Vorliegender Text:
==================================================

# suche Deutsche Photoshop Trial.



## Hellknight (27. November 2001)

*Wo kann ich Photo Shop ziehen?*

Hi,

Habe es schon bei Adobe.de probiert,
doch jedesmal wenn ich kurz vor ende bin bricht der Download ab kennt jemand eine Alternative zu Adobe.de?.
Aber bitte Deutsche Version

P.S. Der Server muss resuming unterstützen 

M.f.G.
Hellknight


----------



## Matthias_ (27. November 2001)

ich glaub ich spinne. adobe photoshop vollversion auf adobe.com?

naja. vielleicht war das das bestellformular


----------



## wo0zy (27. November 2001)

*sorry, aebr...*

da bist du hier echt falsch, das forum hier is nich zum publizeiren von illegalen programmen!

oder wollteste ne trailversion zum reinschnuppern?
dann hier 
http://www.watchme.dk/program/AdobePS6Tryout.exe


----------



## Hellknight (27. November 2001)

ÄHM ich wollte lediglich eine test Version KEINE ILLEGALE also bitte


----------



## wo0zy (27. November 2001)

na dann is ja gut, naja der link da oben dürfte funktionieren!!


----------



## Hellknight (27. November 2001)

Öhm und was ich fragte war eine testver in Deutsch nicht in englisch  
Sie sollte halt nicht auf adobe.de liegen


----------



## wo0zy (27. November 2001)

hmmm jut hab vergesseen auf die sprache zu achten, ich such nochma was


/*/EDIT: hmmm....kann irgendwie keine andere deutsche version zum dl finden!! wenn du willst, kann ich dir aber eine hochladen wenns mein space zulässt! ich versuchs ma


----------



## FilouX (28. November 2001)

:[  So ein ähnliches Thema hatten wir schon mal... ICH GLAUB, ICH PLATZE! Sind im www nurnoch solche Leutz unterwegs?! :[
Ne trail ist o.k., die kannste bekommen, unter: http://www.adobe.de/products/tryadobe/reg_photoshop6.0windetryout.html mit Angabe von Daten...


----------



## Saesh (28. November 2001)

@Filoux:
reg dich doch nicht immer sofort auf. 
das thema ist vielleicht etwas falsch gewählt, da kann man ja noch was ändern, aber geh doch bitte nicht immer von 0 auf 100, nur weil du denkst, dass alle hier was illegales machen, wenn sie nen programm testen wollen oder anderes.

mfG
Saesh


----------



## Hellknight (28. November 2001)

Klarstellung:

Wie oben angegeben, möchte ich lediglich eine Test Version dieses Programm erwerben.

==================================================

Gezeigte Datensätze:
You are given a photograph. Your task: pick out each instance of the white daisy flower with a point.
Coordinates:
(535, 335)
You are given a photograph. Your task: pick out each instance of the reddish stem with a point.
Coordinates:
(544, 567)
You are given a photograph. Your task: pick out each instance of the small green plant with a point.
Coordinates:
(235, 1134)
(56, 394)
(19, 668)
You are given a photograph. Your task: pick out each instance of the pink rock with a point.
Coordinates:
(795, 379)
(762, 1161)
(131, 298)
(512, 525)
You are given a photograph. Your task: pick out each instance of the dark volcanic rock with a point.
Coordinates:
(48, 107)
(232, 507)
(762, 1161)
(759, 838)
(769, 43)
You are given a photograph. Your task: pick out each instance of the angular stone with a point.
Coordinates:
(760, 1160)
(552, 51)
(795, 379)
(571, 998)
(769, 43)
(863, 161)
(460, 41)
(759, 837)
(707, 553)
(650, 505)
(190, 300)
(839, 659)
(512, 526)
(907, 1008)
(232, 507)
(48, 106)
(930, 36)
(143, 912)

==================================================

Aufgaben und Übungen:
A. Welche Funktion muss der Server laut dem ersten Beitrag im Thread zur deutschen Photoshop-Testversion unterstützen?
B. Zitiere aus dem Thread zur deutschen Photoshop-Testversion den Abschnitt, der mit den Worten „P.S. Der Server“ beginnt und mit „vollversion auf adobe.com?“ endet.

Ergebnisse:
A. Der Server muss Resuming unterstützen.

B.
P.S. Der Server muss resuming unterstützen 

M.f.G.
Hellknight


----------



## Matthias_ (27. November 2001)

ich glaub ich spinne. adobe photoshop vollversion auf adobe.com?